**AUSGEWÄHLTER AUSZUG**.
◆ ◆ ◆ ◆

Mangels unmittelbaren Zwangs kein Eingriff in Freiheit der Person

In den Schutzbereich des Grundrechts auf Freiheit der Person (Art. 102 Abs. 1 BV) sei nicht eingegriffen worden, so der VerfGH weiter. Zwar sei den betroffenen Personen aufgegeben worden, die Wohnung nicht ohne triftigen Grund zu verlassen. Es sei jedoch keine durch unmittelbaren physischen Zwang oder vergleichbare psychische Zwangseinwirkung hervorgerufene Festhaltung der Normadressaten in ihren Wohnungen erfolgt. Die angegriffene Rechtsverordnung habe keine Eingriffsbefugnisse vorgesehen, mittels derer ein Verbleiben der betroffenen Personen in ihren Wohnungen oder eine Rückkehr zu diesen unter Einsatz direkten Zwangs hätte durchgesetzt werden können. In die körperliche Bewegungsfreiheit in dem Sinn, sich von einem bestimmten Ort tatsächlich fortbewegen zu können, sei nicht mittels unmittelbaren Zwangs eingegriffen worden.

◆ ◆ ◆ ◆

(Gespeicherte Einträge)
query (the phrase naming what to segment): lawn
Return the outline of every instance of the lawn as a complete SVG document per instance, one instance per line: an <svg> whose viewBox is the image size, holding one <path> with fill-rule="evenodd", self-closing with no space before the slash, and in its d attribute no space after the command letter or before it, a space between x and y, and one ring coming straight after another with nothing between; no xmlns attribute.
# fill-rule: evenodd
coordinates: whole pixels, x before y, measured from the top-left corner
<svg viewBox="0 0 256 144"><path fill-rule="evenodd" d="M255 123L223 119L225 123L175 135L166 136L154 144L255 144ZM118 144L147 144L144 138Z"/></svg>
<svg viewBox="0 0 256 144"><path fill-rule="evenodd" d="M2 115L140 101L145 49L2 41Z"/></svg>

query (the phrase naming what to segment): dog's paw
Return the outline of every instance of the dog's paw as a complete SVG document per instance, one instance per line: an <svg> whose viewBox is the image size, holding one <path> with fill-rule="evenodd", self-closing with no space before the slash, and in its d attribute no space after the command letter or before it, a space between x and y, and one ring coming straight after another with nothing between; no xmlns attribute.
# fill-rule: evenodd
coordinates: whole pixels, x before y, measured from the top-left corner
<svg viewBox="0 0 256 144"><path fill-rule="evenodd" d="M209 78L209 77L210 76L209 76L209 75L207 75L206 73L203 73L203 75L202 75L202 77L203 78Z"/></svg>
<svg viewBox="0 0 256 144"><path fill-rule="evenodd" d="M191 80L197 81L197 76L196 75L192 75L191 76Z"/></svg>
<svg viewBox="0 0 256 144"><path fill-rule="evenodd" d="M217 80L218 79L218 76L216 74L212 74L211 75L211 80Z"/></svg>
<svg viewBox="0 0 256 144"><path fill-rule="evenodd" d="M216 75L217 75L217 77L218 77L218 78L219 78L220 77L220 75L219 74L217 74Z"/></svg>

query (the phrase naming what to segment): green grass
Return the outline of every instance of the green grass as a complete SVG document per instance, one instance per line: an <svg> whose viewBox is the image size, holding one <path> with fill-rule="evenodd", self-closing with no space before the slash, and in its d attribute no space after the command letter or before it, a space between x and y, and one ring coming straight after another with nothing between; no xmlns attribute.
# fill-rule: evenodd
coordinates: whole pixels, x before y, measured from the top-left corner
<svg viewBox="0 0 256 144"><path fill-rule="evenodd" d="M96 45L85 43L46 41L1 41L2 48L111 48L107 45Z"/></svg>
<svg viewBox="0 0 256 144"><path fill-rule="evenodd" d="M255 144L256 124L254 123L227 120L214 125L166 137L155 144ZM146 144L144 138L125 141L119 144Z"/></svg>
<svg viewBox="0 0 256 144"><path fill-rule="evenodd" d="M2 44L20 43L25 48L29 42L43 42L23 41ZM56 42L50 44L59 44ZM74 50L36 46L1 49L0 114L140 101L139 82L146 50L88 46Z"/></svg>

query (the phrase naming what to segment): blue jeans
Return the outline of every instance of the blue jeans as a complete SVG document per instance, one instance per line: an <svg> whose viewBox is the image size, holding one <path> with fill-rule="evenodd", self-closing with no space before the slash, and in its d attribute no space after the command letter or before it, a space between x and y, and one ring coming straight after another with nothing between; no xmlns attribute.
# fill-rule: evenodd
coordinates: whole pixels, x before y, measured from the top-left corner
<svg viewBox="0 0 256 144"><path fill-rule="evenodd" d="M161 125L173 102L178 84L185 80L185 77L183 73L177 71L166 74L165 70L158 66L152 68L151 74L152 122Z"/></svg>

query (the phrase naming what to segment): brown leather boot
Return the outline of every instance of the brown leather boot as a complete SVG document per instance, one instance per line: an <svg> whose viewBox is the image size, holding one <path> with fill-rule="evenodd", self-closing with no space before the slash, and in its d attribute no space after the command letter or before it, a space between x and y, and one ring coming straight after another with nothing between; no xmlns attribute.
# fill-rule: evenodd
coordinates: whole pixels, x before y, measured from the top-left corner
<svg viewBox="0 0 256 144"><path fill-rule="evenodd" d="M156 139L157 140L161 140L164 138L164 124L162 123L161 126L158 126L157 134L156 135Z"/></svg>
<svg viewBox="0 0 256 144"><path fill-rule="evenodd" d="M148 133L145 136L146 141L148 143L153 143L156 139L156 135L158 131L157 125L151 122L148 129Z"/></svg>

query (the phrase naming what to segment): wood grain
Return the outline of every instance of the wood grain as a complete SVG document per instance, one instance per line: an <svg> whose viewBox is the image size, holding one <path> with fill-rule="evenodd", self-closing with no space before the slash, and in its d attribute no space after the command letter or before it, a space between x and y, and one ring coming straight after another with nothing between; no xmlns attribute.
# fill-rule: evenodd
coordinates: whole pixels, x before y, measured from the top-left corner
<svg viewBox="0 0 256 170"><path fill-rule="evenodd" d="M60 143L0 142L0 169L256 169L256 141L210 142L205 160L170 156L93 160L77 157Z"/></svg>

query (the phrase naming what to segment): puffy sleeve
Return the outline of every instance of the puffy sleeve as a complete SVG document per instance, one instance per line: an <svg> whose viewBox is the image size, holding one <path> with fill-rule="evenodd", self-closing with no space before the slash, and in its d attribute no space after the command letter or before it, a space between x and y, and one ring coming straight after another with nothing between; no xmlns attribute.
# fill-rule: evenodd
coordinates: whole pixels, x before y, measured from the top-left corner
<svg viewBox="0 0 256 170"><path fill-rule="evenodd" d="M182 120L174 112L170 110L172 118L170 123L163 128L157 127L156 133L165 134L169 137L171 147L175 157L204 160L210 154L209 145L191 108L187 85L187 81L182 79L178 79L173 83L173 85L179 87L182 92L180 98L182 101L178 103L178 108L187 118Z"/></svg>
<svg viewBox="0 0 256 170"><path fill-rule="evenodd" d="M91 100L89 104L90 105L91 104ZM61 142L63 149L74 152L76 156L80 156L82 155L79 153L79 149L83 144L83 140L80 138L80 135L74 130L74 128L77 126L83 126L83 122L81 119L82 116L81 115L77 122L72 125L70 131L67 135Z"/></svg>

◆ ◆ ◆ ◆

**AUFGABEN**.
a: Fasse den Auszug zur Freiheit der Person in zwei Sätzen zusammen.
b: Setze den Auszug zur Freiheit der Person nach seinem letzten Satz fort.
Die Einträge spielen hierfür keine Rolle.

**ANTWORTEN**.
a: Nach Auffassung des VerfGH wurde nicht in das Grundrecht auf Freiheit der Person nach Art. 102 Abs. 1 BV eingegriffen, obwohl den Betroffenen aufgegeben war, die Wohnung nicht ohne triftigen Grund zu verlassen. Es fehlte nämlich an einer Festhaltung durch unmittelbaren physischen oder vergleichbaren psychischen Zwang, und die Rechtsverordnung sah keine Befugnisse vor, das Verbleiben in der Wohnung oder die Rückkehr dorthin mit direktem Zwang durchzusetzen.

b:
Einschränkung anderer Grundrechte erfolgte aus legitimem Grund

Art. 109 Abs. 1 BV (Freizügigkeit), wonach das Recht geschützt ist, sich an jedem beliebigen Ort in Bayern zu grundsätzlich jedem beliebigen Zweck aufzuhalten, sei ebenso wenig rechtswidrig verletzt worden wie die körperliche Unversehrtheit, das Grundrecht auf Schutz von Ehe und Familie sowie die Handlungs- und Berufsfreiheit. Der Normgeber habe mit der angegriffenen Regelung das Ziel verfolgt, Ansteckungen mit dem Virus SARS-CoV-2 zu vermeiden und dadurch Leben und Gesundheit zu schützen sowie eine Überlastung des Gesundheitssystems zu vermeiden. Dabei habe es sich um einen legitimen Regelungszweck gehandelt, der eine Einschränkung der Grundrechte rechtfertigen konnte.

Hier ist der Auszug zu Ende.